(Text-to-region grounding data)
___

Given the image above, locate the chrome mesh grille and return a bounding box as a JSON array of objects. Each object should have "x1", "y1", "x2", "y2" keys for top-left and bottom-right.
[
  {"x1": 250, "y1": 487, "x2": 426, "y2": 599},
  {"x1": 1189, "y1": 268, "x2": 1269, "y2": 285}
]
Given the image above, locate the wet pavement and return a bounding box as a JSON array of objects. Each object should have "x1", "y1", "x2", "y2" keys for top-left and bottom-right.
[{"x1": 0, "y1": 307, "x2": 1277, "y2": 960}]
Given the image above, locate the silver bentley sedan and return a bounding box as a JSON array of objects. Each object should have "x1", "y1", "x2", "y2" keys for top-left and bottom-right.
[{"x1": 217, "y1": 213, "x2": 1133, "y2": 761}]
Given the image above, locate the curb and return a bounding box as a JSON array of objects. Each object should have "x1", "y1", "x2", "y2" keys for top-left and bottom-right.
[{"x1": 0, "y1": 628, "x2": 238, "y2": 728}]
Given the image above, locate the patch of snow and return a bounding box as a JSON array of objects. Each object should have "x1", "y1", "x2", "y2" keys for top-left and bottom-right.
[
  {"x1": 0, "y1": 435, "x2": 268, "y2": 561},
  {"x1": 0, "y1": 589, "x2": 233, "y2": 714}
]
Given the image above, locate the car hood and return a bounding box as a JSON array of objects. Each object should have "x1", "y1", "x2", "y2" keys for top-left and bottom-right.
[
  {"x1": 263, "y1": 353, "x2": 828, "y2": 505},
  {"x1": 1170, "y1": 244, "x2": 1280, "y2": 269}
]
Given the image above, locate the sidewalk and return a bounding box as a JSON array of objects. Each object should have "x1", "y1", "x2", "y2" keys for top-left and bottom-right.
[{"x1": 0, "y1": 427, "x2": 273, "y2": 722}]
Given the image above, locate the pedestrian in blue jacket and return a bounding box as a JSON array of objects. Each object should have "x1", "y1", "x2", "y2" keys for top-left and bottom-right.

___

▶ _Problem details_
Give back, unchanged, the line containing "Given the image above, locate the patch" and each line that comes after it in the entries above, ending with the last.

▶ _Response to this exercise_
Given the image above, locate the patch of snow and return a bounding box as a JSON array of objects. Each object should have "x1", "y1", "x2", "y2" keys for top-left and bottom-right.
[
  {"x1": 0, "y1": 435, "x2": 268, "y2": 561},
  {"x1": 0, "y1": 589, "x2": 233, "y2": 714}
]
Given the image above, locate the car hood and return a bounding box as a JSON array of objects. Each object should have "x1", "y1", "x2", "y2" keys for top-left and bottom-right.
[
  {"x1": 263, "y1": 353, "x2": 828, "y2": 505},
  {"x1": 1170, "y1": 244, "x2": 1280, "y2": 269}
]
Given the image above, locate the sidewalk and return a bounding box as a JSON array of objects. Each object should have "x1", "y1", "x2", "y2" keys for top-left and bottom-right.
[{"x1": 0, "y1": 427, "x2": 273, "y2": 722}]
Given the image above, locate the pedestrian in blue jacket and return a bounding box as a JSON array of objects. Each object should have "x1", "y1", "x2", "y2" keys for top-left and bottom-right.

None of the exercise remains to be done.